§ Kutipan Teks:
Apa yang dilakukan oleh
pihak militer atas tindakannya yang melakukan penembakan terhadap beberapa
mahasiswa di kawasan Semanggi itu tentu saja dapat kita lihat sebagai sebuah
bentuk tindakan kekerasan yang telah dilakukan oleh negara melalui apa yang
disebut oleh Louis Althuser dengan istilah Revressive
State Apparatus, karena merasa pihaknya yang memiliki kuasa represif dengan
tegas bahkan mmebolehkan dengan cara-cara yang keras pada setiap warga
negaranya.
Jika kita meminjam sudut pandang Althuser tentang Revressive State Apparatus dalam membaca tragedi Semanggi, kita dapat memaknainya bahwa dari pihak militer merasa pihaknya telah memposisikan dirinya sebagai pemilik kekuasaan represif. Sehingga pihaknya merasa membolehkan dirinya untuk melakukan segala macam bentuk tindak kekerasan pada setiap warga negaranya. Dalihnya tentu sangat sederhana, atas nama untuk menjaga keamanan dan ketertiban nasional. Padahal, gerakan massa yang melakukan protes atas pelaksanaan Sidang Istimewa pada November 1998 sebenarnya saat itu berdasarkan atas adanya rasa ketidak percayaan mahasiswa dan masyarakat terhadap pemerintahan BJ. Habibie dan orang-orang di lembaga pemerintahan yang masih terikat dengan Orde Baru.
Jika seandainya memang
benar, bahwa apa yang dilakukan oleh pihak militer dalam menyikapi aksi massa
pada saat itu harus selalu disikapi dengan cara tindak kekerasan karena hal itu
telah dianggap mengancam keamanan dan ketertiban nasional, Pertanyaannya
adalah: Apakah sikap ketidak percayaan pada masyarakat terhadap sebuah bentuk pemerintahan
itu selalu merupakan sebuah bentuk yang dapat mengancam keamanan negara? Dan jika
memang seandainya hal itu benar seperti apa yang dianggap oleh militer bahwa
itu adalah sebuah ancaman, ancaman yang seperti apa? Apakah menyuarakan suara dengan
lantang melalui kata-kata di jalanan adalah sebuah bentuk ancaman?
Atas terjadinya peristiwa
Tragedi Semanggi, kita dapat melihat bahwa, sejarah tidak selamanya semata-mata
selalu mengisahkan tentang suatu peristiwa yang menandakan adanya sifat kepahlawanan.

§ Soal Latihan:
**1)** Tuliskan ulang bagian teks Tragedi Semanggi mulai dari "Atas terjadinya peristiwa" sampai dengan "adanya sifat kepahlawanan." tanpa mengubah satu huruf pun.
**2)** Hitung jumlah baris data di bawah yang memuat kata "paddle", lalu berikan angkanya saja.
Teks Tragedi Semanggi di atas tidak berhubungan dengan baris-baris data yang ada di bawahnya.

§ Baris dari dataset penunjukan:
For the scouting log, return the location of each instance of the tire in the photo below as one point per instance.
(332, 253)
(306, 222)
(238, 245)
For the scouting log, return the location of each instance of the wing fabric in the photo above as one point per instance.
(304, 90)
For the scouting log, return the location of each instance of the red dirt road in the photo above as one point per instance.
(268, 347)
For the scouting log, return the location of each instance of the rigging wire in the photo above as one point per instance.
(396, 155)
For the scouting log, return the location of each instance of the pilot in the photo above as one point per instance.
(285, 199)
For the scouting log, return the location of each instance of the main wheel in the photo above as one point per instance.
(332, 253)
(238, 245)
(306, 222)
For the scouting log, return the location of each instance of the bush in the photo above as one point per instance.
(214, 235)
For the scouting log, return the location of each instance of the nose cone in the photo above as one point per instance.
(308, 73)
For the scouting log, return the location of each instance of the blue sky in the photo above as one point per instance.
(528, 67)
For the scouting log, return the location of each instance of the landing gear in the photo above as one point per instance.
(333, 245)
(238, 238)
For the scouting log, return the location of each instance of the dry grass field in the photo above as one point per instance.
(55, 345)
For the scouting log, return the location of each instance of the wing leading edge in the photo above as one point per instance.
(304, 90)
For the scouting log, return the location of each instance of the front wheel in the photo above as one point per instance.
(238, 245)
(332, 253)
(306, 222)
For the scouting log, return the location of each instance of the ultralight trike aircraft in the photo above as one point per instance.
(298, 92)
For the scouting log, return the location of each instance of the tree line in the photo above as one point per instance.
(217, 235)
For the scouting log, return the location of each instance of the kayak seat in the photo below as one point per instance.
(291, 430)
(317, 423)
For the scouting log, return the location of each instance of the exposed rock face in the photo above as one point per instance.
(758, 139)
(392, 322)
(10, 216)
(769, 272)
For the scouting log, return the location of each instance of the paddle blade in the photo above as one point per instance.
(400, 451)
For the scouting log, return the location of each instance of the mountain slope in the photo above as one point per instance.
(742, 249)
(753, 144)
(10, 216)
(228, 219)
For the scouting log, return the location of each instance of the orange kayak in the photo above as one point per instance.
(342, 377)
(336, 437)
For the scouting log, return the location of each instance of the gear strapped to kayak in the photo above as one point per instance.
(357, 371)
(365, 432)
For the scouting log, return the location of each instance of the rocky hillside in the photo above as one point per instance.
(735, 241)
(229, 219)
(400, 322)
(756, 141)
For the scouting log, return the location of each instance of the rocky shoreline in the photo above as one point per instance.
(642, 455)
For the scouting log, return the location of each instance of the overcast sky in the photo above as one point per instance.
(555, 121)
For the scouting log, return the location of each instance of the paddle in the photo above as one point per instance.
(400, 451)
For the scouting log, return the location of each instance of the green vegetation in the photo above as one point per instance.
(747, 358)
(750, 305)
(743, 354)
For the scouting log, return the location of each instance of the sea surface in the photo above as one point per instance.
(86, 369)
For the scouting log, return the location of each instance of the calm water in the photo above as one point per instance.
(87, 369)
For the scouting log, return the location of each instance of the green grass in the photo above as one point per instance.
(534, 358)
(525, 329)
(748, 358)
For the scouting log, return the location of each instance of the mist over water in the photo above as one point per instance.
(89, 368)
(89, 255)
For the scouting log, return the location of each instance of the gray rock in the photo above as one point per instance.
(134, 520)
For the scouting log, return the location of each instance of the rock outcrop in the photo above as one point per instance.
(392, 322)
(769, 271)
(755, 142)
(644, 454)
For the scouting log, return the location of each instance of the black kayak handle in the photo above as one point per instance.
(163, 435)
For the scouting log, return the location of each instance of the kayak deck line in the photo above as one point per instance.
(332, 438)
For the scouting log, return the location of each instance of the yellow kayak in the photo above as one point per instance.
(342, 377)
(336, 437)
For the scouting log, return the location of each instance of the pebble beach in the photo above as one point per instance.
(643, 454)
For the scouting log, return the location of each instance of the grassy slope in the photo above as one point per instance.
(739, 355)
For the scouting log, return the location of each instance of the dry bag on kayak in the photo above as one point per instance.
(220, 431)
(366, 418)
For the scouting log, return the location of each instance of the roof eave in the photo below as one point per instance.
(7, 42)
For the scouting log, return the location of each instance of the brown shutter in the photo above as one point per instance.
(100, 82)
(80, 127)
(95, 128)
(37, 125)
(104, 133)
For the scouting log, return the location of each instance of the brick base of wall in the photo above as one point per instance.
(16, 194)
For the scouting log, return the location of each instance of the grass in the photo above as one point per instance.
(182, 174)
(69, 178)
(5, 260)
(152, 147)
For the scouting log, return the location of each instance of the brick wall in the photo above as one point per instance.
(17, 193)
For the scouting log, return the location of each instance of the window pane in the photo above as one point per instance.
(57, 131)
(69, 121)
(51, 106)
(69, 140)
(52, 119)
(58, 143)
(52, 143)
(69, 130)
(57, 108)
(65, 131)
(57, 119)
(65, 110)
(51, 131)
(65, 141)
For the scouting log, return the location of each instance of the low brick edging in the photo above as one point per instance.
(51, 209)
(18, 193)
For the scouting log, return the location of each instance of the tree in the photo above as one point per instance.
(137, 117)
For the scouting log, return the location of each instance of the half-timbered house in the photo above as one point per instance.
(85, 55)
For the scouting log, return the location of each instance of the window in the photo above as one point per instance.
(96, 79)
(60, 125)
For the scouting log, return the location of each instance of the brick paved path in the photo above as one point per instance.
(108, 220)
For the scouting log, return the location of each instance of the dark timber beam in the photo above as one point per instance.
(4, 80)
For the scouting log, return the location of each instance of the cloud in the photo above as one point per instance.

§ Jawaban Tiap Soal:
**1)**
Atas terjadinya peristiwa
Tragedi Semanggi, kita dapat melihat bahwa, sejarah tidak selamanya semata-mata
selalu mengisahkan tentang suatu peristiwa yang menandakan adanya sifat kepahlawanan.

**2)** 2